EXERCISE OBJECTIVE: Transcribe the entries below character for character, covering every line.

>> start

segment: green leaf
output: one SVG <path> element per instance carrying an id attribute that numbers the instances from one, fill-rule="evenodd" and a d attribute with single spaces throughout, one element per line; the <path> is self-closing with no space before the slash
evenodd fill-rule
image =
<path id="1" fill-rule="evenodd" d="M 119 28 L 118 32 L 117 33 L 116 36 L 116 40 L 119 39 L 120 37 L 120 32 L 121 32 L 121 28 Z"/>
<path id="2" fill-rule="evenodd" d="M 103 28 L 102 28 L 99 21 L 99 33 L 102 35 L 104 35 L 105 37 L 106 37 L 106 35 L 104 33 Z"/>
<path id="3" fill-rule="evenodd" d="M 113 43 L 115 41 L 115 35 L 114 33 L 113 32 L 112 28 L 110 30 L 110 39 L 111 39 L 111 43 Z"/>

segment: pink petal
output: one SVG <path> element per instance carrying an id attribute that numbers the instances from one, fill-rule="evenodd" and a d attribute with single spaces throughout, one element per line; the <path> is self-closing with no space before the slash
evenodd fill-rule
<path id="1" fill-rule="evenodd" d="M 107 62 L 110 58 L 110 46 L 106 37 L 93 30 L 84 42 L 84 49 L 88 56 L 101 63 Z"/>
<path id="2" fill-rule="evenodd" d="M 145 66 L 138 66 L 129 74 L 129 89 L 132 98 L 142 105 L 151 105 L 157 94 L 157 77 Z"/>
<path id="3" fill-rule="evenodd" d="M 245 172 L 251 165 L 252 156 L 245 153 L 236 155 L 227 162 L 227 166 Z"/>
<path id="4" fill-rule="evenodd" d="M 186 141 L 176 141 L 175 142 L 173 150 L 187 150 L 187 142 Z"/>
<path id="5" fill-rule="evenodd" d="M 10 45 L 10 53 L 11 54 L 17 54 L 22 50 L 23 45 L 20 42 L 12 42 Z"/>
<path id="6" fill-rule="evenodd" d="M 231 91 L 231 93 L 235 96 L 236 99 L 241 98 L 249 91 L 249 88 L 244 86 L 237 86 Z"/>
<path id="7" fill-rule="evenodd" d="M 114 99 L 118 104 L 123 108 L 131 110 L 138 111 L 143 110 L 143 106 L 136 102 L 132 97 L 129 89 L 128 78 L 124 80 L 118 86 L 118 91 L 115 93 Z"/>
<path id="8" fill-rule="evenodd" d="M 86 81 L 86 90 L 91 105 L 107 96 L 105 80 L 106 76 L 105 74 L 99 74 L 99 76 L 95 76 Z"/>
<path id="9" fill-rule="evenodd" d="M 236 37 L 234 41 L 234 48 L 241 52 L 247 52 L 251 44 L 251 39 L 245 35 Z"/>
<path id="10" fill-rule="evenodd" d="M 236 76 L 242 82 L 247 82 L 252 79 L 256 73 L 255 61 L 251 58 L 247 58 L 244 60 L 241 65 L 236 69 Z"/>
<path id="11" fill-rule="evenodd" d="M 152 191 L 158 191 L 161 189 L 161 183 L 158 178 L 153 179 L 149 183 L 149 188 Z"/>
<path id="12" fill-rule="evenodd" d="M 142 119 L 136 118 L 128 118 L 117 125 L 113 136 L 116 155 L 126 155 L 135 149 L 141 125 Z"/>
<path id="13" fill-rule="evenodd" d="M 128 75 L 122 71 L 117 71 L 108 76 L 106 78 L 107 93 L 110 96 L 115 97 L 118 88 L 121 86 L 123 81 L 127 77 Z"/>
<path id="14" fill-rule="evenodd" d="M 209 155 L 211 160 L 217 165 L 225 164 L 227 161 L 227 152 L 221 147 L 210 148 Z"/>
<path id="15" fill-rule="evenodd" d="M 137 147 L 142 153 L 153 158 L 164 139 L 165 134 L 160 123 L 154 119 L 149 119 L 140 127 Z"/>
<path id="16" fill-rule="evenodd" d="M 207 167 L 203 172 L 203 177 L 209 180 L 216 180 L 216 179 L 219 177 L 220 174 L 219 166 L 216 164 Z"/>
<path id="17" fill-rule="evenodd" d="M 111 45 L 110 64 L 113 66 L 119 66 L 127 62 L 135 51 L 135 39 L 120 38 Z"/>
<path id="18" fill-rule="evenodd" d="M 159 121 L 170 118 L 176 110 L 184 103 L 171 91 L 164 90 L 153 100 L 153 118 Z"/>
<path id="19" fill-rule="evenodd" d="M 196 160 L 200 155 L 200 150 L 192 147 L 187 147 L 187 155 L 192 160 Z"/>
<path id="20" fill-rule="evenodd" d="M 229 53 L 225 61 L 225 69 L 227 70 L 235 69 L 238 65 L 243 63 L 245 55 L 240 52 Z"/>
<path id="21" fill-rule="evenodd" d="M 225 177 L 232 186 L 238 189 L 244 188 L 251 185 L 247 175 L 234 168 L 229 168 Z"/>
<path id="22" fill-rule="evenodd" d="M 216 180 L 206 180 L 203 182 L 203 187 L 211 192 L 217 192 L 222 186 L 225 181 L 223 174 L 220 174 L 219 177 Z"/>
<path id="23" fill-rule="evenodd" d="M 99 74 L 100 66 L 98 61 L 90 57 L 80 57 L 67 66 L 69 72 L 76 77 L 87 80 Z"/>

>> end

EXPECTED ANSWER:
segment: green leaf
output: one SVG <path> element per instance carrying an id attribute that numbers the instances from one, fill-rule="evenodd" and a d attribute with single spaces throughout, one element per line; the <path> is self-closing with no space before the slash
evenodd fill-rule
image =
<path id="1" fill-rule="evenodd" d="M 119 28 L 118 32 L 117 33 L 116 36 L 116 40 L 119 39 L 120 37 L 120 32 L 121 32 L 121 28 Z"/>
<path id="2" fill-rule="evenodd" d="M 103 28 L 102 28 L 99 21 L 99 33 L 102 35 L 104 35 L 105 37 L 106 37 L 106 35 L 104 33 Z"/>
<path id="3" fill-rule="evenodd" d="M 113 43 L 115 41 L 115 35 L 114 33 L 113 32 L 112 28 L 110 30 L 110 39 L 111 39 L 111 43 Z"/>

segment: pink petal
output: one SVG <path> element per instance carrying an id attribute that numbers the instances from one, fill-rule="evenodd" and a d attribute with single spaces throughout, one element per line; the <path> is self-closing with no space before the slash
evenodd fill-rule
<path id="1" fill-rule="evenodd" d="M 107 62 L 110 58 L 110 46 L 106 37 L 93 30 L 84 42 L 84 49 L 88 56 L 101 63 Z"/>
<path id="2" fill-rule="evenodd" d="M 145 66 L 138 66 L 129 74 L 129 89 L 132 98 L 142 105 L 151 105 L 157 94 L 157 77 Z"/>
<path id="3" fill-rule="evenodd" d="M 245 172 L 251 165 L 252 156 L 245 153 L 236 155 L 227 162 L 227 166 Z"/>
<path id="4" fill-rule="evenodd" d="M 186 141 L 176 141 L 175 142 L 173 150 L 187 150 L 187 142 Z"/>
<path id="5" fill-rule="evenodd" d="M 10 45 L 10 53 L 11 54 L 17 54 L 22 50 L 23 45 L 20 42 L 12 42 Z"/>
<path id="6" fill-rule="evenodd" d="M 231 91 L 231 93 L 235 96 L 236 99 L 241 98 L 249 91 L 249 88 L 244 86 L 237 86 Z"/>
<path id="7" fill-rule="evenodd" d="M 114 99 L 118 104 L 123 108 L 131 110 L 138 111 L 143 110 L 143 106 L 136 102 L 132 97 L 129 89 L 128 78 L 124 80 L 118 86 L 118 91 L 115 93 Z"/>
<path id="8" fill-rule="evenodd" d="M 86 81 L 86 90 L 91 105 L 107 96 L 105 80 L 106 76 L 105 74 L 99 74 L 99 76 L 95 76 Z"/>
<path id="9" fill-rule="evenodd" d="M 236 37 L 234 41 L 234 48 L 241 52 L 247 52 L 251 44 L 251 39 L 245 35 Z"/>
<path id="10" fill-rule="evenodd" d="M 236 76 L 242 82 L 247 82 L 252 79 L 256 73 L 255 61 L 251 58 L 247 58 L 244 60 L 241 65 L 236 69 Z"/>
<path id="11" fill-rule="evenodd" d="M 152 191 L 158 191 L 161 189 L 161 183 L 158 178 L 153 179 L 149 183 L 149 188 Z"/>
<path id="12" fill-rule="evenodd" d="M 142 119 L 136 118 L 128 118 L 117 125 L 113 136 L 116 155 L 126 155 L 135 149 L 141 125 Z"/>
<path id="13" fill-rule="evenodd" d="M 128 75 L 122 71 L 117 71 L 108 76 L 106 78 L 107 93 L 110 96 L 115 97 L 118 88 L 121 86 L 123 81 L 127 77 Z"/>
<path id="14" fill-rule="evenodd" d="M 209 155 L 211 160 L 217 165 L 225 164 L 227 161 L 227 152 L 221 147 L 210 148 Z"/>
<path id="15" fill-rule="evenodd" d="M 137 147 L 142 153 L 153 158 L 164 139 L 165 134 L 160 123 L 154 119 L 149 119 L 140 127 Z"/>
<path id="16" fill-rule="evenodd" d="M 207 167 L 203 172 L 203 177 L 209 180 L 216 180 L 216 179 L 219 177 L 220 174 L 219 166 L 216 164 Z"/>
<path id="17" fill-rule="evenodd" d="M 111 45 L 110 64 L 113 66 L 119 66 L 127 62 L 135 51 L 135 39 L 120 38 Z"/>
<path id="18" fill-rule="evenodd" d="M 159 121 L 170 118 L 176 110 L 184 103 L 171 91 L 164 90 L 153 100 L 153 118 Z"/>
<path id="19" fill-rule="evenodd" d="M 196 160 L 200 155 L 200 150 L 192 147 L 187 147 L 187 155 L 192 160 Z"/>
<path id="20" fill-rule="evenodd" d="M 229 53 L 225 61 L 225 69 L 227 70 L 235 69 L 238 65 L 243 63 L 245 55 L 240 52 Z"/>
<path id="21" fill-rule="evenodd" d="M 225 177 L 232 186 L 238 189 L 244 188 L 251 185 L 247 175 L 234 168 L 229 168 Z"/>
<path id="22" fill-rule="evenodd" d="M 216 180 L 206 180 L 203 182 L 203 187 L 211 192 L 217 192 L 222 186 L 225 181 L 223 174 L 220 174 L 219 177 Z"/>
<path id="23" fill-rule="evenodd" d="M 99 74 L 100 66 L 98 61 L 90 57 L 80 57 L 67 66 L 69 72 L 76 77 L 87 80 Z"/>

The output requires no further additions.